■ TASK LIST
**1.** Using the motion vector extractor page, explain in one to three sentences why some tests can fail when run directly on the host machine.
**2.** Answer these from the motion vector extractor page:
(a) What is used under the hood?
(b) Which pip command installs the package?
(c) Which parameter stores extracted frames and motion vectors to disk without showing graphical output?
**3.** Carry on the motion vector extractor page from its final line.

■ PASSAGE SHOWN
LukasBommes / mv-extractor

Extract frames and motion vectors from H.264 and MPEG-4 encoded video.
MIT License
305 stars 60 forks source link
computer-vision ffmpeg motion motion-vectors opencv tracking video

mvextractor
Motion Vector Extractor

This tool extracts frames, motion vectors, frame types and timestamps from H.264 and MPEG-4 Part 2 encoded videos.

This class is a replacement for OpenCV's VideoCapture and can be used to read and decode video frames from a H.264 or MPEG-4 Part 2 encoded video stream/file. It returns the following values for each frame:

These additional features enable further projects, such as fast visual object tracking or synchronization of multiple RTSP streams. Both a C++ and a Python API is provided. Under the hood FFMPEG is used.

The image below shows a video frame with extracted motion vectors overlaid.

motion_vector_demo_image

A usage example can be found here.

News

Recent Changes in Release 1.1.0

Quickstart

Step 1: Install

You can install the motion vector extractor via pip

pip install --upgrade pip
pip install motion-vector-extractor

Note, that we currently provide the package only for x86-64 linux, such as Ubuntu or Debian, and Python 3.9, 3.10, 3.11, 3.12, and 3.13. If you are on a different platform, please use the Docker image as described below.

Step 2: Extract Motion Vectors

Download the example video vid_h264.mp4 from the repo and place it somewhere. To extract the motion vectors, open a terminal at the same location and run

extract_mvs vid_h264.mp4 --preview --verbose

The extraction script provides command line options to store extracted motion vectors to disk, and to enable/disable graphical output. For all options type

extract_mvs -h

For example, to store extracted frames and motion vectors to disk without showing graphical output run

extract_mvs vid_h264.mp4 --dump

The --dump parameter also takes an optional destination directory.

Advanced Usage

Run Tests

You can run the test suite either directly on your machine or (easier) within the provided Docker container. Both methods require you to first clone the repository. To this end, change into the desired installation directory on your machine and run

git clone https://github.com/LukasBommes/mv-extractor.git mv_extractor

In Docker Container

To run the tests in the Docker container, change into the mv_extractor directory, and run

./run.sh /bin/bash -c 'yum install -y compat-openssl10 && python3.12 -m unittest discover -s tests -p "*tests.py"'

On Host

To run the tests directly on your machine, you need to install the motion vector extractor as explained above.

Now, change into the mv_extractor directory and run the tests with

python3 -m unittest discover -s tests -p "*tests.py"

Confirm that all tests pass.

Some tests run the LIVE555 Media Server, which has dependencies on its own, such as OpenSSL. Make sure these dependencies are installed correctly on your machine, or otherwise you will get test failures with messages, such as "error while loading shared libraries: libssl.so.10: cannot open shared object file: No such file or directory". E.g. in Alma Linux you could fix this issue by installing OpenSSL with

yum install -y compat-openssl10

For other operating systems you may be lacking additional dependencies, and the package names and installation command may differ.

Importing mvextractor into Your Own Scripts

If you want to use the motion vector extractor in your own Python script import it via

from mvextractor.videocap import VideoCap

You can then use it according to the example in extract_mvs.py.

■ RECORDS
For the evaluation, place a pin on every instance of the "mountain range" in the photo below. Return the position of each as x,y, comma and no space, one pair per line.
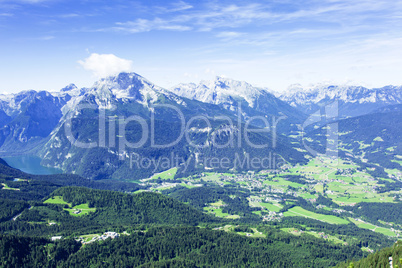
215,114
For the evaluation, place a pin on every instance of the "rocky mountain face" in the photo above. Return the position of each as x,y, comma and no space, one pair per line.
27,119
229,93
96,131
352,100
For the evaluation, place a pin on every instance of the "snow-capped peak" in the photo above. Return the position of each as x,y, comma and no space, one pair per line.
221,90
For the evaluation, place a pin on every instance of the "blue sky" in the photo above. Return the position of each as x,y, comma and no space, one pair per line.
47,44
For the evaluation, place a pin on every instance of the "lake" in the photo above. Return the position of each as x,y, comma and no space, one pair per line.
30,164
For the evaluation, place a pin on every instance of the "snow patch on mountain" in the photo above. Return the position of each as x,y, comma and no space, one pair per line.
219,91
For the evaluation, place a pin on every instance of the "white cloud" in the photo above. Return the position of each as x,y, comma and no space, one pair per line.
103,65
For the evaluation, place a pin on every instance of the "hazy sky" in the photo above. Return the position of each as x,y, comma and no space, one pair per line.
47,44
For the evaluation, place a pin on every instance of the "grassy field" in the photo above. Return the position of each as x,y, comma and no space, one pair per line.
365,225
165,175
271,207
56,200
5,187
301,212
84,208
328,237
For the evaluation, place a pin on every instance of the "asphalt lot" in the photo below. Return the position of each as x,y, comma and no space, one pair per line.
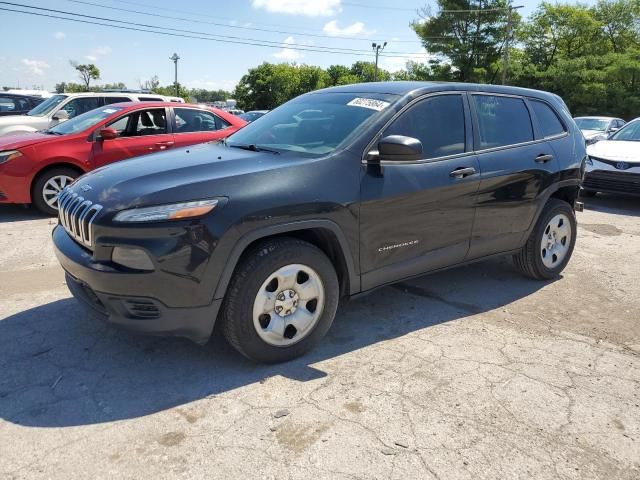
472,373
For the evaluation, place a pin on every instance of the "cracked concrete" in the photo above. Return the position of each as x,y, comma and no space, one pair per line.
474,373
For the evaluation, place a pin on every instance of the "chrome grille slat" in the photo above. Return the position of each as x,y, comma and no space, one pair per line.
77,216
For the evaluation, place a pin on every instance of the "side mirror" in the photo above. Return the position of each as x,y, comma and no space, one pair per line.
108,134
61,115
399,148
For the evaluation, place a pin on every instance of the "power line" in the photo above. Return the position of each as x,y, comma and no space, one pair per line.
122,27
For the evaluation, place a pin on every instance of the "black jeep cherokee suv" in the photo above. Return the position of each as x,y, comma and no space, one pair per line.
332,194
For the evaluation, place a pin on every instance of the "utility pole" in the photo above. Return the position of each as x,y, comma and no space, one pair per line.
507,42
175,59
377,48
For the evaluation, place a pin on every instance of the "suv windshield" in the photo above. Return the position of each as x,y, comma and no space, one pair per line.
84,121
630,132
592,124
314,124
46,106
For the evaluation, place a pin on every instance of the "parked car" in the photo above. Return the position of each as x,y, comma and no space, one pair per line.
35,167
14,104
64,106
252,115
268,230
613,165
598,128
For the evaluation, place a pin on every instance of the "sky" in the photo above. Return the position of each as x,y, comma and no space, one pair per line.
40,48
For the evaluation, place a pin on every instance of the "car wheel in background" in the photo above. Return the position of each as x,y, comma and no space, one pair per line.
48,186
551,242
281,300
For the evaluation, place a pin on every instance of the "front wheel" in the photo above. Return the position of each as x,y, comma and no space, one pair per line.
281,300
48,186
551,242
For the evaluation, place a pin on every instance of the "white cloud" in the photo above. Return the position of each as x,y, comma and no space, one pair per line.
352,30
310,8
37,67
287,53
399,62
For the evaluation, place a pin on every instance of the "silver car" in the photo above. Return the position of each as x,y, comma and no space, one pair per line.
613,165
63,106
598,128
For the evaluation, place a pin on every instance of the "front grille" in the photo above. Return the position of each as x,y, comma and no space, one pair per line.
612,182
76,216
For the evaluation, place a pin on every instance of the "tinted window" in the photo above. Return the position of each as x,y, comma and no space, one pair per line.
108,100
502,121
548,121
78,106
141,123
195,120
437,122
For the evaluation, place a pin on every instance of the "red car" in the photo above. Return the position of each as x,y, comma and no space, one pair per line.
35,167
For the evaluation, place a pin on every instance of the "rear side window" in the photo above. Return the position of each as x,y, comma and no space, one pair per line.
438,122
502,121
548,121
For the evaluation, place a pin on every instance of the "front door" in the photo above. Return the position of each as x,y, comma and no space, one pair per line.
517,166
417,216
139,133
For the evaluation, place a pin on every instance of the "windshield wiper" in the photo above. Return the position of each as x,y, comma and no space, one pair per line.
252,147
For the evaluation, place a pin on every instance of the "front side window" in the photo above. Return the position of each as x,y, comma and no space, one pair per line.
84,121
315,124
502,121
47,106
141,123
630,132
195,120
81,105
438,122
547,119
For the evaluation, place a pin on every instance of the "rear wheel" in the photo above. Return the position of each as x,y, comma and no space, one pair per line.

■ THE RESPONSES
**1.** Some tests run the LIVE555 Media Server, which has its own dependencies such as OpenSSL. If those dependencies are not installed correctly, the tests fail with messages such as "error while loading shared libraries: libssl.so.10: cannot open shared object file: No such file or directory".

**2.**
(a) FFMPEG
(b) pip install motion-vector-extractor
(c) --dump

**3.**
Generally, a video file is opened by VideoCap.open() and frames, motion vectors, frame types and timestamps are read by calling VideoCap.read() repeatedly. Before exiting the program, the video file has to be closed by VideoCap.release(). For a more detailed explanation see the API documentation below.

Installation via Docker

Instead of installing the motion vector extractor via PyPI you can also use the prebuild Docker image from DockerHub. The Docker image contains the motion vector extractor and all its dependencies and comes in handy for quick testing or in case your platform is not compatible with the provided Python package.

Prerequisites

To use the Docker image you need to install Docker. Furthermore, you need to clone the source code with

git clone https://github.com/LukasBommes/mv-extractor.git mv_extractor

Run Motion Vector Extraction in Docker

Afterwards, you can run the extraction script in the mv_extractor directory as follows

./run.sh python3.12 extract_mvs.py vid_h264.mp4 --preview --verbose

This pulls the prebuild Docker image from DockerHub and runs the extraction script inside the Docker container.

Building the Docker Image Locally (Optional)

This step is not required and for faster installation, we recommend using the prebuilt image. If you still want to build the Docker image locally, you can do so by running the following command in the mv_extractor directory

docker build . --tag=mv-extractor

Note that building can take more than one hour.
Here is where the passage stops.